◆ Your task: Pull out each line of the entries below that contains the word "fixture", matching case exactly.

[Records]
* start *
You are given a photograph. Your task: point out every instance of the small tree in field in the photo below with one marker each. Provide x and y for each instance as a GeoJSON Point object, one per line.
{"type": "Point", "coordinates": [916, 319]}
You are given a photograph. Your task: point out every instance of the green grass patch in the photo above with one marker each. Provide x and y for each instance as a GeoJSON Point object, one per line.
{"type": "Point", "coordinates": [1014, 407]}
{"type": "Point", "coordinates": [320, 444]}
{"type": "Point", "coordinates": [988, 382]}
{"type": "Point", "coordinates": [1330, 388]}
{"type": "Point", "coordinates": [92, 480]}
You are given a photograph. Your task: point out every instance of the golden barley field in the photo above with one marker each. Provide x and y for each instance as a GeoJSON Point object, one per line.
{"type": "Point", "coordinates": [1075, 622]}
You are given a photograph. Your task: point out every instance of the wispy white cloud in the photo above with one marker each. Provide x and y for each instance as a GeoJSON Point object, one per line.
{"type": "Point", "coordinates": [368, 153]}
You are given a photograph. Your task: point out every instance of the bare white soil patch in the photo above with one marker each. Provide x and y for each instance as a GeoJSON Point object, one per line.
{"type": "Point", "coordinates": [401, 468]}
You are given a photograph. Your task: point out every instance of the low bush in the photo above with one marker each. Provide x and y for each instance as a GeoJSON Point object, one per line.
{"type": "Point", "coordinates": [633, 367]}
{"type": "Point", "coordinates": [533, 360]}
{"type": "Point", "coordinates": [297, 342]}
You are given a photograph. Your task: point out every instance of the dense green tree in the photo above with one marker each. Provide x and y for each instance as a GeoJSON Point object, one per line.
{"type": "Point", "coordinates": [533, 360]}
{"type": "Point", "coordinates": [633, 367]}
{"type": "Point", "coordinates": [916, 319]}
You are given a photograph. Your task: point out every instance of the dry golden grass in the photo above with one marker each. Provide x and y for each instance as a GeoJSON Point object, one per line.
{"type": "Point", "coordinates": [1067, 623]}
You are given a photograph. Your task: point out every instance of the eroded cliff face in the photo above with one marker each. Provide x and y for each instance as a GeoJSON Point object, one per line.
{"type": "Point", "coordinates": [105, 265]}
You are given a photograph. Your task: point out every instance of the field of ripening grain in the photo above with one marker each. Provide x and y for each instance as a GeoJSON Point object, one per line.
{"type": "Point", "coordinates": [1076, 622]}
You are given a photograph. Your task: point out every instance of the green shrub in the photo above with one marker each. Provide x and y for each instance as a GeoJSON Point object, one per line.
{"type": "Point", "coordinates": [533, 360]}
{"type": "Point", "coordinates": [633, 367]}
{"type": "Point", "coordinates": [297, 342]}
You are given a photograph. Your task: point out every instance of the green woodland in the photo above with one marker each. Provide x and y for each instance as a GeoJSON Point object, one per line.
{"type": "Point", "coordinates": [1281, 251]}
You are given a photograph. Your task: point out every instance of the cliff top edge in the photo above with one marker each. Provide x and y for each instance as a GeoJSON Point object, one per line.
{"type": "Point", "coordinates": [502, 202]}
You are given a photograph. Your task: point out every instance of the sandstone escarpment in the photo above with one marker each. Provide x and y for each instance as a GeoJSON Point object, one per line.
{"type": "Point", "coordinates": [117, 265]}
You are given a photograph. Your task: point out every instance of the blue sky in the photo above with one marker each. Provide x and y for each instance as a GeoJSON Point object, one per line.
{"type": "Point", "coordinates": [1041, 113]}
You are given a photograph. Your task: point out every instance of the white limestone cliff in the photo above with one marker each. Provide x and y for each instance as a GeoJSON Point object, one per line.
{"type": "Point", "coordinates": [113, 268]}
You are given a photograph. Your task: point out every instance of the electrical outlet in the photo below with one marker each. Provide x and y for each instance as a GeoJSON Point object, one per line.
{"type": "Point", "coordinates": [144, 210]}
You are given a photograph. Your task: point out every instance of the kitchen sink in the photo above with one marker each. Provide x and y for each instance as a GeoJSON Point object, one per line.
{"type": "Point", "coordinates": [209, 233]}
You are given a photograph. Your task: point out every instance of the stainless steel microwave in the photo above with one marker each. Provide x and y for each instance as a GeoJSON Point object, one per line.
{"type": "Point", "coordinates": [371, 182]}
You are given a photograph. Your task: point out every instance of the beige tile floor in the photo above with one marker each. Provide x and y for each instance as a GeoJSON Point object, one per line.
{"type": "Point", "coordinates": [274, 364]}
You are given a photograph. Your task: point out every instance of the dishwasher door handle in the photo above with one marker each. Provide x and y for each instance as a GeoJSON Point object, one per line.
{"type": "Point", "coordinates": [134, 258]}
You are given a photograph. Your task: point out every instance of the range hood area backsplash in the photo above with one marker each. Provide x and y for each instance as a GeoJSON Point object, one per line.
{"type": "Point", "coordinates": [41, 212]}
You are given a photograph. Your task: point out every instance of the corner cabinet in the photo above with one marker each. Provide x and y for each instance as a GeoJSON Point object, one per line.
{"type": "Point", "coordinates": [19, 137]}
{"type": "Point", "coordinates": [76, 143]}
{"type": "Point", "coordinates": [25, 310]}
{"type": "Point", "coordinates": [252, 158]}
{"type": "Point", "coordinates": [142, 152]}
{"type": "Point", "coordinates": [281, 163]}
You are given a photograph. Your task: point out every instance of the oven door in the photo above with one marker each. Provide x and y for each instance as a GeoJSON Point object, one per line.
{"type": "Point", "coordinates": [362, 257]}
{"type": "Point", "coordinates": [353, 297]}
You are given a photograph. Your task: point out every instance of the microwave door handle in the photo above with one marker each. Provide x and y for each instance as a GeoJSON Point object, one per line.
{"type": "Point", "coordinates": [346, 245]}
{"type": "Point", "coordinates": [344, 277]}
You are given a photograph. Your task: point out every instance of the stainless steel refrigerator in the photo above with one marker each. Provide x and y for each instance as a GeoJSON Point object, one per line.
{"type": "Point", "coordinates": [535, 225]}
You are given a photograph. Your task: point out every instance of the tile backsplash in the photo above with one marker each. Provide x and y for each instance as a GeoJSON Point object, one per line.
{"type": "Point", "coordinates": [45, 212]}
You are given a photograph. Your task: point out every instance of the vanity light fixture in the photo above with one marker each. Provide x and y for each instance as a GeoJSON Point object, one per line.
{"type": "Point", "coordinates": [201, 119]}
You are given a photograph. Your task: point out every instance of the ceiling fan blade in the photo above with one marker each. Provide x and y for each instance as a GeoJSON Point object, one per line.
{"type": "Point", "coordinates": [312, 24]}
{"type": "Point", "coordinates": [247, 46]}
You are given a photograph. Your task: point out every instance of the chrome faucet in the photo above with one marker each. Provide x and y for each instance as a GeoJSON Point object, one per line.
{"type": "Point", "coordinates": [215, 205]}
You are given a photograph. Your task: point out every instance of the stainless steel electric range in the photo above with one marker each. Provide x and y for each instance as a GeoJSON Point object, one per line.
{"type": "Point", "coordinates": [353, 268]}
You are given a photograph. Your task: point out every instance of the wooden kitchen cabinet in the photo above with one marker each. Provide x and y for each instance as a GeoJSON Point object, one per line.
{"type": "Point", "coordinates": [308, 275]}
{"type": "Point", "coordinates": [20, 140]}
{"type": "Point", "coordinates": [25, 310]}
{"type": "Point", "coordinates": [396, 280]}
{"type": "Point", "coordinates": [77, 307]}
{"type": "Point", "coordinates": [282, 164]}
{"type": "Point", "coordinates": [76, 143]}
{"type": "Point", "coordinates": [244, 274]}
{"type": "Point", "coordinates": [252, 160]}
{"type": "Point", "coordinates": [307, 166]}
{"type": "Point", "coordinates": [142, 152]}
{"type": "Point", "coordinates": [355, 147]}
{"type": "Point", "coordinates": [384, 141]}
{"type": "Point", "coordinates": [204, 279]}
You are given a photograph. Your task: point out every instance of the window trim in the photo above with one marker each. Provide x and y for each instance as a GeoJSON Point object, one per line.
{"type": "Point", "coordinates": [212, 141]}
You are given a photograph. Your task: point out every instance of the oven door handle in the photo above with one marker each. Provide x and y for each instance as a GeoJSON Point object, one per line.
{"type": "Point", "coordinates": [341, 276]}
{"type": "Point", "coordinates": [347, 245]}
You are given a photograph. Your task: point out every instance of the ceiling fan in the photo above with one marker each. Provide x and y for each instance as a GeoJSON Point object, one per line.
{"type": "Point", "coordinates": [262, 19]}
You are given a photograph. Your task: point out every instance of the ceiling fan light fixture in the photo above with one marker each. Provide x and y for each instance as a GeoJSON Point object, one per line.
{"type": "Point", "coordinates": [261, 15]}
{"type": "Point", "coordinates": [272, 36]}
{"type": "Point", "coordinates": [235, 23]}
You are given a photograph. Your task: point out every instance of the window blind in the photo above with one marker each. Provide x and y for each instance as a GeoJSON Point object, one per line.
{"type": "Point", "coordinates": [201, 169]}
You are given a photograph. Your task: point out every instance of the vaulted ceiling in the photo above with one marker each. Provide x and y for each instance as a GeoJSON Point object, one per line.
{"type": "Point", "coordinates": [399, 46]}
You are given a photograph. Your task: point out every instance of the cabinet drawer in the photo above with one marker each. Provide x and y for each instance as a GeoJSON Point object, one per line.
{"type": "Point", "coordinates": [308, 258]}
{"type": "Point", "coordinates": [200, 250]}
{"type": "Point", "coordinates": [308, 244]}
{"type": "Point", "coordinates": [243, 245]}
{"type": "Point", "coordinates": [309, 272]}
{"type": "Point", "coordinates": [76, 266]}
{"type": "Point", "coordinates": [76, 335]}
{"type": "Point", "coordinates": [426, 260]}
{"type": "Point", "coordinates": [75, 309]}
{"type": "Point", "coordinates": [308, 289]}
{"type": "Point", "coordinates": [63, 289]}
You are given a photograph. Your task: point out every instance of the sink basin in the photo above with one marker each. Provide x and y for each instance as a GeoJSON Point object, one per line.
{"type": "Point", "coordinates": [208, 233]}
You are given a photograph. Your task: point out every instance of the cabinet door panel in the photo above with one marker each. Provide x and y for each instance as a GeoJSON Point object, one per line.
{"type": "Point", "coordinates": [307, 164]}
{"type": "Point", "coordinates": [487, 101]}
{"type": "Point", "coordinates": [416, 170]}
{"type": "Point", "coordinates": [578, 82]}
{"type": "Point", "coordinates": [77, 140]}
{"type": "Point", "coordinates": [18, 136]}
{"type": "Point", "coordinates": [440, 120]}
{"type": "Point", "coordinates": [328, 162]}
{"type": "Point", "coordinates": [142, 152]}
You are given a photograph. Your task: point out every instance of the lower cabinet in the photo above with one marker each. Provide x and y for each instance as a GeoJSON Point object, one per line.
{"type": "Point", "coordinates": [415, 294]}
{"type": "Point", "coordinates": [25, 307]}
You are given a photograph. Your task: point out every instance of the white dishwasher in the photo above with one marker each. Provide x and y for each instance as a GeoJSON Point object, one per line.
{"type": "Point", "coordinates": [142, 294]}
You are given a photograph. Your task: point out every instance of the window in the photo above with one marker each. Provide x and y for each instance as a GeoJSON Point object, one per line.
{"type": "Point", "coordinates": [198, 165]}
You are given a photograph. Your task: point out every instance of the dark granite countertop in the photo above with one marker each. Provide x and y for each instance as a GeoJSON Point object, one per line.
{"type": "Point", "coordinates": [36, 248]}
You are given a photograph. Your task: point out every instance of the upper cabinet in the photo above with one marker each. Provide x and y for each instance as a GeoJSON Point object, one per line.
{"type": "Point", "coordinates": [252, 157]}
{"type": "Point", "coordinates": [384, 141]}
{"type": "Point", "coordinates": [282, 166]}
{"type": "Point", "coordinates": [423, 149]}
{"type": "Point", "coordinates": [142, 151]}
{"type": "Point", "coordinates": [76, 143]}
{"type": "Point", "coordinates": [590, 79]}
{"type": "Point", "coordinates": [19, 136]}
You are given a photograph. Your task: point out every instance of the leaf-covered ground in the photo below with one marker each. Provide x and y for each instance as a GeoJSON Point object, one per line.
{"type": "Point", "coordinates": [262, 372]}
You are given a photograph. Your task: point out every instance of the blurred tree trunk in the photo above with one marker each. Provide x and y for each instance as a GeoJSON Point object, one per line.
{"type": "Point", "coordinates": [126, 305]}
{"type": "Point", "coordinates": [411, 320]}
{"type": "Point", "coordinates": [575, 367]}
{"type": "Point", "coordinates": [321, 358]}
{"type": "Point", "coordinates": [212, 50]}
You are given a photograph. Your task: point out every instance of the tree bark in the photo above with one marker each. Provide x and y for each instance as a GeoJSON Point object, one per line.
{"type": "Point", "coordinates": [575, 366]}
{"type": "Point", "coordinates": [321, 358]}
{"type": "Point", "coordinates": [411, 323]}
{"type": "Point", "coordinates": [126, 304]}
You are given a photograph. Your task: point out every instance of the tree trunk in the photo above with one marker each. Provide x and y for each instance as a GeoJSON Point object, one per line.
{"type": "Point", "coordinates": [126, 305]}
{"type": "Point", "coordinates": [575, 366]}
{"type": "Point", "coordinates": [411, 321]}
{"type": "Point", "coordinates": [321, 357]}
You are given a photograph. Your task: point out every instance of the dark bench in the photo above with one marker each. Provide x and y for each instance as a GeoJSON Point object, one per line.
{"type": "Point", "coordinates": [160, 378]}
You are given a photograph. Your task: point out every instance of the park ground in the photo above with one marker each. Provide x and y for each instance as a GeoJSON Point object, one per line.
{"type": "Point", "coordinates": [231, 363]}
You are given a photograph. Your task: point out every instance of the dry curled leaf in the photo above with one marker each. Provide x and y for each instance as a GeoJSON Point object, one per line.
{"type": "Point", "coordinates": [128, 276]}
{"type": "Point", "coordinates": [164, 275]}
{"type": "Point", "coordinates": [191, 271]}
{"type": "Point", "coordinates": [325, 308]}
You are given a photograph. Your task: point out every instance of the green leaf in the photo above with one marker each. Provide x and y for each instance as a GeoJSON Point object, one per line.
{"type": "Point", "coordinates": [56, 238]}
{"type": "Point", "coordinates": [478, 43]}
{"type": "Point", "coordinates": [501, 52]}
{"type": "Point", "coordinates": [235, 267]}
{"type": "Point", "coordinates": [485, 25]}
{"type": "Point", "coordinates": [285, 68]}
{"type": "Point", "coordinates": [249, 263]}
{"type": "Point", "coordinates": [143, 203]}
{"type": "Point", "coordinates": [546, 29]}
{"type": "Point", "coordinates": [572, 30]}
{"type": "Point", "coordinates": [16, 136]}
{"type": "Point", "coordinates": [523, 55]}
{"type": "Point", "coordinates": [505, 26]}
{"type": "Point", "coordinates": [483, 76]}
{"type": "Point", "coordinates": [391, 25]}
* end *
◆ Complete answer:
You are given a photograph. Your task: point out every instance of the vanity light fixture in the photo above with one marker each. Provide x and y for each instance as a GeoJSON Point object, one per line.
You are given a photograph. Your task: point out every instance of the ceiling fan light fixture in the photo above with one marker each. Provide x and y for each instance as a GeoJSON Point object, one per line.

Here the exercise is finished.